When I first read about GNOME dropping support for BSD and Solaris, my impression was that this is a good idea to aiming to unify limit resources and get the work done. I was also excited about the idea of the GNOME OS. I think it is necessary to keep the big picture in mind when developing the different components. Previously Ubuntu was the only project that did this and it was also the reason why I started using Ubuntu. Because it made the different parts of Linux work together to achieve the big goal of a great overall system.
But then things started to go wrong. Instead of picking existing components and giving them the final polish like Ubuntu did before, the GNOME project started developing things from scratch without any apparent reason to do so. And even worse: incompatible to existing solutions. It started with the rejection of the appindicator specification implemented by Ubuntu and KDE. At that point it was not clear to me whether the specification was broken or whether the responsible people at GNOME were just ignorant.
Then came systemd. And it started to be apparent that unfortunately it was the latter. To my knowledge Ubuntu is the biggest deployment of GNOME and it is based around the Linux ecosystem. So dropping support for Ubuntu has nothing to do with unifying limited resources. Ubuntu is your target audience, so if you should try to collaborate with a project you should collaborate with Ubuntu. My opinion on that is that some Fedora developers were pissed that the Unity interface was exclusive for Ubuntu and instead of packaging it for Fedora they started making GNOME Shell exclusive for Fedora.

GIVEN MATERIAL —
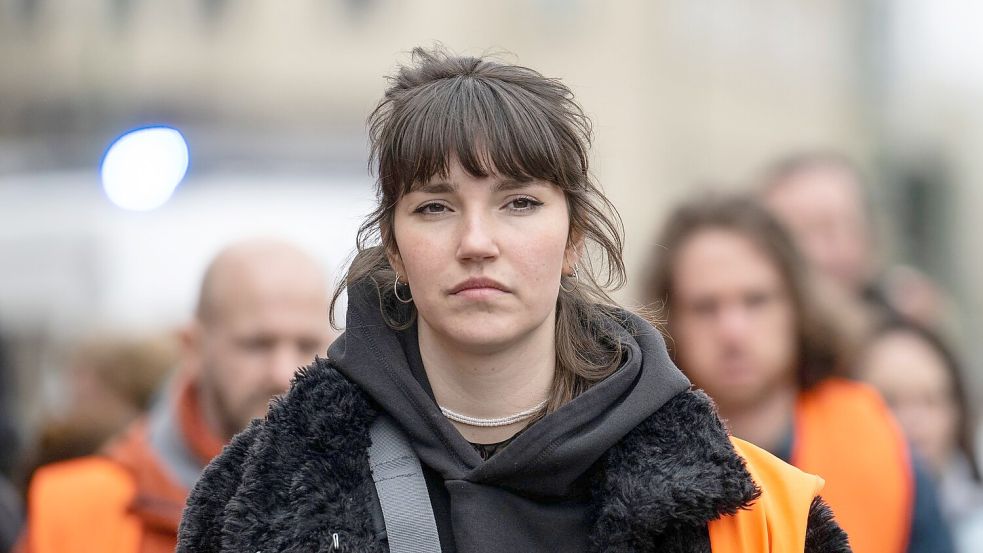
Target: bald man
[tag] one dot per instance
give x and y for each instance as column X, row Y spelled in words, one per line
column 262, row 313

SHORT TASK 1 — Please output, word for word, the part of the GNOME commentary that opens with the words containing "When I first" and closes with "great overall system.".
SHORT TASK 2 — Write the next part of the GNOME commentary, picking up right after its final sentence.

WRITTEN ANSWER 1 —
When I first read about GNOME dropping support for BSD and Solaris, my impression was that this is a good idea to aiming to unify limit resources and get the work done. I was also excited about the idea of the GNOME OS. I think it is necessary to keep the big picture in mind when developing the different components. Previously Ubuntu was the only project that did this and it was also the reason why I started using Ubuntu. Because it made the different parts of Linux work together to achieve the big goal of a great overall system.

WRITTEN ANSWER 2 —
Next I read about the overlay scrollbars re-developed for GNOME. While the first reaction might be the developers simply do not want to use Ubuntu technology, I think the reason is different. The developer does not seem to have any antipathy towards Ubuntu and if we look at the project he developed the scrollbars for another explanation becomes visible.
But first lets take a step back. Lets take a look at the core of GNOME. By this I mean the programming language it is written in. It is C/GObject; plain C extended with naming conventions and libraries to allow modern paradigms such as object oriented programming and events/ observer pattern. From today’s perspective one might wonder why one should choose this over C++, which integrates most of the features at the language level. But back when the GNOME project started C++ was not mature yet which meant that your program might break with the next compiler update or even the next STL update.
Therefore basing your project on plain C was a good idea. But a few years back it became obvious that programming in C/GObject seriosly lacked behind more modern programming languages like C++, Java and C# for application development.
Unfortunately instead of moving the straightforward route from C to C++, which most of C developers took when C++ matured(that was about 10 years ago), Vala was born.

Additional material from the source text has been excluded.